Find every line in the items below that contains the word "rear", matching case exactly, and copy each of those lines.

[START GIVEN DATA]

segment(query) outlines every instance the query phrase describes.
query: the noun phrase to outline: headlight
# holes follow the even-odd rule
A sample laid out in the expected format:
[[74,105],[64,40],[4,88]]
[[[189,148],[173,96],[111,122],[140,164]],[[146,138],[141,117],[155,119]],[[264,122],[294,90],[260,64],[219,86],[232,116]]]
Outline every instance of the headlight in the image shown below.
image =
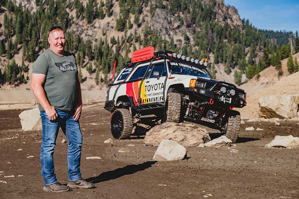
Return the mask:
[[202,82],[200,81],[196,81],[196,87],[199,87],[199,88],[203,88],[205,84],[204,84],[203,82]]
[[245,98],[245,94],[244,93],[239,93],[239,98],[241,98],[242,99],[244,99]]
[[224,93],[226,92],[226,88],[224,87],[222,87],[220,89],[220,91]]

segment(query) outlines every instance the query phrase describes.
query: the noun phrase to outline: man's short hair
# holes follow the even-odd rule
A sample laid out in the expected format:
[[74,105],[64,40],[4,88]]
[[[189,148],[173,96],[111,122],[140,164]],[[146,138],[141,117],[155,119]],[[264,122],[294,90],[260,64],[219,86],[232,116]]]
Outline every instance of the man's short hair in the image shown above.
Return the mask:
[[60,26],[53,26],[49,29],[48,31],[48,37],[50,37],[50,33],[54,33],[54,32],[58,32],[59,31],[63,31],[63,34],[65,35],[65,33],[64,32],[63,29]]

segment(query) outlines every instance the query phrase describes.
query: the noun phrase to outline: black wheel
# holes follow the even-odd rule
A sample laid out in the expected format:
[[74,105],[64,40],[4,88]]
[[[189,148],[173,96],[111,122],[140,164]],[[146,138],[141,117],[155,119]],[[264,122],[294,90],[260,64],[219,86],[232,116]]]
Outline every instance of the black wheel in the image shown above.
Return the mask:
[[239,115],[235,117],[231,116],[228,118],[227,123],[222,132],[227,138],[233,141],[236,142],[240,131],[241,124],[241,116]]
[[113,138],[124,139],[130,137],[133,129],[133,118],[130,111],[125,109],[117,109],[111,117],[110,127]]
[[181,121],[181,98],[179,93],[167,93],[165,106],[164,121],[179,123]]

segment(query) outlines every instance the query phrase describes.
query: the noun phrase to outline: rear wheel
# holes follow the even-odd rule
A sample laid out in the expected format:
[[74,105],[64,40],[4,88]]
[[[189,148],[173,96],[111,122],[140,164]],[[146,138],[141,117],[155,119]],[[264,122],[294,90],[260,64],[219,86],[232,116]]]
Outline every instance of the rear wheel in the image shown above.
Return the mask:
[[113,138],[128,138],[133,129],[133,118],[130,111],[125,109],[117,109],[111,117],[110,127]]
[[165,121],[180,122],[181,101],[179,93],[169,92],[167,94],[164,113]]
[[235,117],[231,116],[228,118],[225,128],[222,132],[227,138],[236,142],[239,135],[240,125],[241,124],[241,116],[239,115]]

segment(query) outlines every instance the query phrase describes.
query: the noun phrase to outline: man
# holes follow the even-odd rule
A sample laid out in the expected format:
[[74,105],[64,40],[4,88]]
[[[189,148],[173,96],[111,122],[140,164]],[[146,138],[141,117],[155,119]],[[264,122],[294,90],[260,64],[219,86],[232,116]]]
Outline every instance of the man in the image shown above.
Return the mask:
[[[74,56],[64,50],[64,31],[54,26],[48,32],[50,48],[38,57],[32,66],[31,87],[39,103],[42,126],[41,150],[41,174],[45,192],[63,192],[70,188],[94,186],[81,178],[80,161],[82,134],[79,124],[82,99]],[[54,173],[53,154],[60,127],[68,141],[67,186],[58,182]]]

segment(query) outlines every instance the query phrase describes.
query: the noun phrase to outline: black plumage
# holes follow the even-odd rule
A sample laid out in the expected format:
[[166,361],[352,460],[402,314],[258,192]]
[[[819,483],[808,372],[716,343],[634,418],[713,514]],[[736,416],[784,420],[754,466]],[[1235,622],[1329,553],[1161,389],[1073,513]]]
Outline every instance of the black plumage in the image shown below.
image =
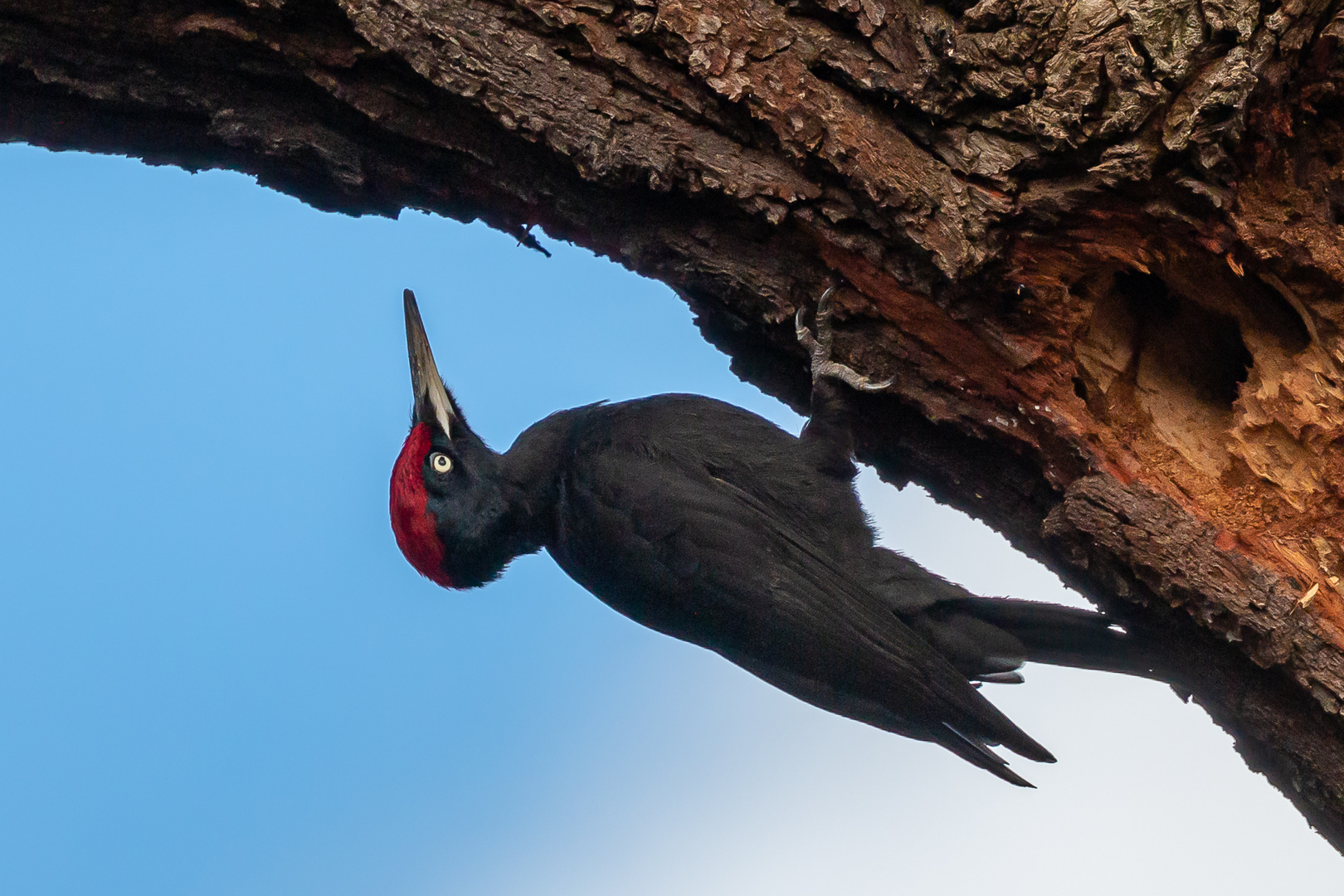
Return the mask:
[[801,437],[657,395],[552,414],[497,454],[444,390],[409,290],[406,316],[415,422],[392,520],[442,584],[482,584],[544,548],[636,622],[1021,786],[992,746],[1054,758],[974,682],[1020,681],[1025,661],[1146,672],[1101,614],[976,596],[878,547],[853,490],[849,387],[825,372]]

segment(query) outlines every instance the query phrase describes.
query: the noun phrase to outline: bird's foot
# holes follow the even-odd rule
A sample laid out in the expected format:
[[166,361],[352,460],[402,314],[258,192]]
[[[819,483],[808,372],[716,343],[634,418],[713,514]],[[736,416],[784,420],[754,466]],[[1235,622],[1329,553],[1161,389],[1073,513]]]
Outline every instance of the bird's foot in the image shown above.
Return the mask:
[[880,392],[882,390],[890,387],[895,380],[887,379],[880,383],[874,383],[852,367],[845,367],[839,361],[831,360],[831,343],[835,339],[835,333],[831,330],[831,296],[835,294],[835,292],[836,287],[831,286],[827,292],[821,293],[821,298],[817,300],[816,336],[813,336],[802,322],[804,308],[798,308],[798,314],[794,318],[798,343],[802,348],[808,349],[808,353],[812,355],[812,382],[816,383],[823,376],[831,376],[845,383],[851,388],[859,390],[860,392]]

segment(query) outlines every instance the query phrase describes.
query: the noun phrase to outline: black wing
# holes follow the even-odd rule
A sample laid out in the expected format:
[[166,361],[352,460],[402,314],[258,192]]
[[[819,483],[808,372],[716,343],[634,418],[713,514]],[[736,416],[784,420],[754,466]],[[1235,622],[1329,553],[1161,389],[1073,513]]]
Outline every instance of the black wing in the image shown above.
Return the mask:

[END GIVEN DATA]

__WRITTEN ANSWER__
query: the noun phrase to outline: rear wheel
Outline every instance of the rear wheel in the image shown above.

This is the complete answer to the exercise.